GIVEN PROBLEM:
Copy every one of the records below word for word.

(Items from a data source)
= = = =

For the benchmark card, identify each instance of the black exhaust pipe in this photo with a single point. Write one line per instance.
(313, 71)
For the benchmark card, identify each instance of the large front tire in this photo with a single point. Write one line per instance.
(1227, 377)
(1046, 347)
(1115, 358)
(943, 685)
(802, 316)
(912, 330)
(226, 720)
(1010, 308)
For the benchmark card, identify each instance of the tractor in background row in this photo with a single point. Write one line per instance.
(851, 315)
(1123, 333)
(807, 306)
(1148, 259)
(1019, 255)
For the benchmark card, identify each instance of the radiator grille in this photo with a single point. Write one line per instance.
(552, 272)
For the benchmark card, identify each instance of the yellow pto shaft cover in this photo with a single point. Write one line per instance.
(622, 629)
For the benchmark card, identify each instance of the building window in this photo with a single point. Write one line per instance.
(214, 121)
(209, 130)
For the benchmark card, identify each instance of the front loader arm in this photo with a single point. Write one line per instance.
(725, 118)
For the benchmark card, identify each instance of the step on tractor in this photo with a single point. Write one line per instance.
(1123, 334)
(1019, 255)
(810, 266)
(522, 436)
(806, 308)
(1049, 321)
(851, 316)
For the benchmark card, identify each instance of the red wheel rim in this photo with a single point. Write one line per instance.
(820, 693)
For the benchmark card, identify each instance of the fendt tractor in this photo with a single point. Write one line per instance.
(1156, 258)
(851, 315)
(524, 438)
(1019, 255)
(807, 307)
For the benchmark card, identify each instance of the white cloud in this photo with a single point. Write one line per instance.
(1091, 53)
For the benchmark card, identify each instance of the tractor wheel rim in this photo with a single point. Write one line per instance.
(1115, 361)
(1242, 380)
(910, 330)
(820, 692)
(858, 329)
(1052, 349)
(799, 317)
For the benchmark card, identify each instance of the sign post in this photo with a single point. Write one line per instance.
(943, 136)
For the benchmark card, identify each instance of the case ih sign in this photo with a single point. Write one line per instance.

= = = =

TASK RESULT:
For the benchmark card, identify each instance of the black exhaust pipe in this photo with a single point. Write one line per instance.
(313, 71)
For the benchmark card, identify each instance of the large front tire in this photo with a single point. Write one line per instance.
(1227, 377)
(1046, 347)
(1115, 358)
(943, 685)
(802, 316)
(912, 330)
(226, 720)
(1010, 308)
For the benchmark card, identify each instance of the tractor in background row in this photo with a single point. Write one line per instance.
(851, 315)
(1123, 333)
(807, 306)
(1148, 259)
(1019, 255)
For the benchmark card, identify each instance of the radiator grille in this photo with a single point. Write one line per instance.
(552, 272)
For the benchmark card, identify each instance of the yellow pto shaft cover in this photo with a single point. Write one line per instance.
(622, 629)
For the benchmark card, identify each instance of the building window in this photo with a single point. Write one line per instance.
(214, 121)
(209, 130)
For the benchmark card, identify each instance of the front loader arm in this photo with a single point. Write one line per instance.
(725, 118)
For the benchmark card, identify each instance of the step on tractor in this photo with a single point. Write one line per instance.
(1123, 334)
(1019, 255)
(810, 266)
(522, 436)
(806, 308)
(1049, 321)
(851, 316)
For the benchmark card, identify each instance of the red wheel rim in this photo with a single point. Write one line per instance.
(820, 693)
For the benchmark card, identify each instance of the fendt tractor in this photo with a single point. Write one line per instance.
(1156, 258)
(851, 315)
(524, 438)
(1019, 255)
(807, 307)
For the benchmark card, identify each instance of the white cloud in this photo with a single point. Write one line per instance.
(1091, 53)
For the benchmark card, identify each instance of the tractor wheel rim in this photo with a single point. Write one line per instance.
(1115, 361)
(1242, 380)
(910, 330)
(820, 692)
(858, 329)
(1052, 349)
(799, 317)
For the benchmark card, identify each instance of the sign post in this photo with a single point. Write one line per instance.
(943, 136)
For the benchmark card, identify each instance of the case ih sign in this photo with a single point. Write one line per instance.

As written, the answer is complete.